**Selected text**
>>

Compassion and the Sicknesses of Soul and Body: A Homily on the 25th Sunday after Pentecost

Compassion and the Sicknesses of Soul and Body: A Homily on the 25th Sunday after Pentecost - Holy Cross Monastery

IN THE NAME OF THE FATHER, AND OF THE SON, AND OF THE HOLY SPIRIT. AMEN.

Introduction

From the beginning of Luke chapter 10, the Lord is addressing the topic of sin and suffering. He introduces the topic by bringing to the attention of His listeners those Galileans who were killed on Herod’s birthday, and whose blood Herod mixed with sacrifices. The Lord asks, “Can we conclude that these Galileans were greater sinners because of the way in which they died?”(vs. 1-2). He continues and asks about those eighteen people on whom the tower of Siloam fell, and they all died, “were they worse than other men?” To this, He answers, “No” (vs. 3).

Narration

The account, which we have just heard, is found only in the Gospel of Luke. It speaks of Jesus, being in the Temple on the Sabbath and encountering a woman who was bent over forwards for eighteen years. This ailment is described as a “spirit of infirmity”(vs. 11) under which she was unable to straighten herself up. Jesus gives no indication as to the cause of the infirmity, except to say that she has been “bound by Satan” (vs. 16). He called her to Himself and said to her, “Woman, thou art loosed from thine infirmity.” And he laid his hands on her: and immediately she was made straight (vs. 12-13). 

The Value of the Body

We should note the value that Christ places on the physical body. As we all know, this is only one instance amongst many where Christ is healing the sick, and yet health and wholeness of the body do not mean that one more easily communes with God. When Christ heals the ten lepers, only one returns to  Him in thanks and glorifying God (Luke 17.11-19). Almost the opposite inference is the case because we read of many lives wherein great saints suffered, and then other stories where the bodies of sinners flourished with health.

<<

Data records
>>

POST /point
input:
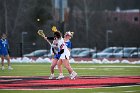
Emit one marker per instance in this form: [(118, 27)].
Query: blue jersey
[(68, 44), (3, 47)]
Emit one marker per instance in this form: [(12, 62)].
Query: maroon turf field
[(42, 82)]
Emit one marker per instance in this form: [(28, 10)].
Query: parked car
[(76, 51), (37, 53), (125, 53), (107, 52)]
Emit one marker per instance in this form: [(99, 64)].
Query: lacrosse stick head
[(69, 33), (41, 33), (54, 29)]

<<
>>

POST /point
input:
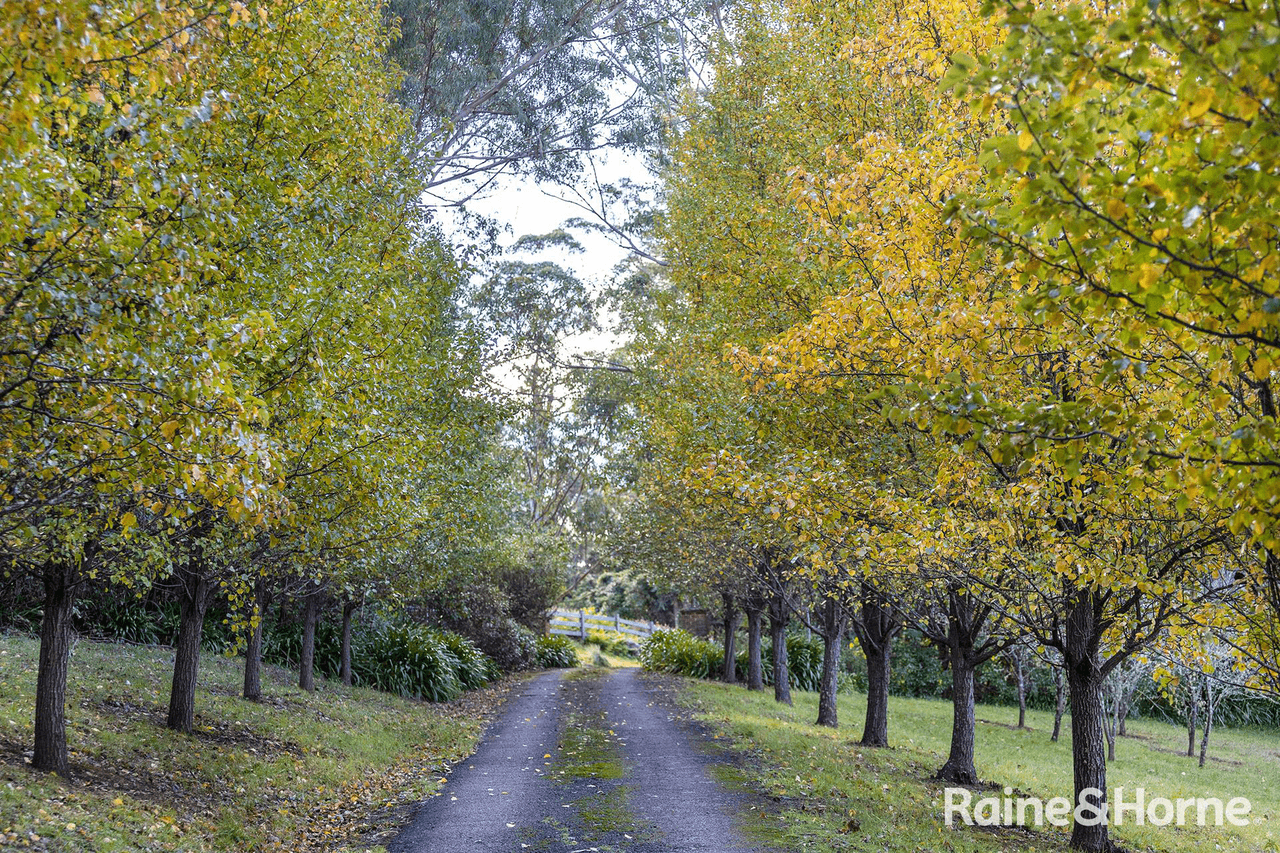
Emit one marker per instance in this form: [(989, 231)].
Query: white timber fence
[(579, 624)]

<<

**Complete the following**
a. Translate this sentence from the homily into Spanish: "We should note the value that Christ places on the physical body."
b. According to the homily, for how many years had the woman in the Temple been bent over?
c. Continue the homily on the 25th Sunday after Pentecost from the point where it ends.
The listing has no connection to the homily.

**The responses**
a. Debemos notar el valor que Cristo le da al cuerpo físico.

b. Eighteen years.

c.
 The Apostle Paul’s entire life was one of suffering which he did not consider as something that distanced him from God. (One may also recall the lives of the New Martyrs and Confessors of Russia as well as the contemporary Romanian elders who were tortured and did hard time in the communist prisons.) Although we see that the Apostle Paul bore a “thorn in his flesh,” which the Lord did not release him from, many other times did the Lord heal the sick not only to show that He was Lord over the soul and the body but to demonstrate to us the high value of the body. One is not raised from the dead in soul only but in soul and body. “For this corruptible must put on incorruption, and this mortal must put on immortality,” writes the Apostle Paul (1 Cor. 15.53). “[The body] is sown in corruption; it is raised in incorruption: It is sown in dishonor; it is raised in glory: it is sown in weakness; it is raised in power” (Ibid. 42-43).

Moreover, Christ did not descend to the earth as a spirit who despises the material world but instead He took on human flesh and in so doing elevated our understanding of our material bodies because it is through the soul and body that Christ united Himself to all of humankind in order that he might redeem us.

For this reason, we should not overlook the value of a healthy body for ourselves and for those around us, while being mindful that “health is always a matter of partial and temporary equilibrium,” as Larchet notes.[1] At the same time, we should not desire to cripple our own bodies through severe ascetic disciplines, which will cause us to need the care of those around us because we crushed our bodies in an undiscerning manner.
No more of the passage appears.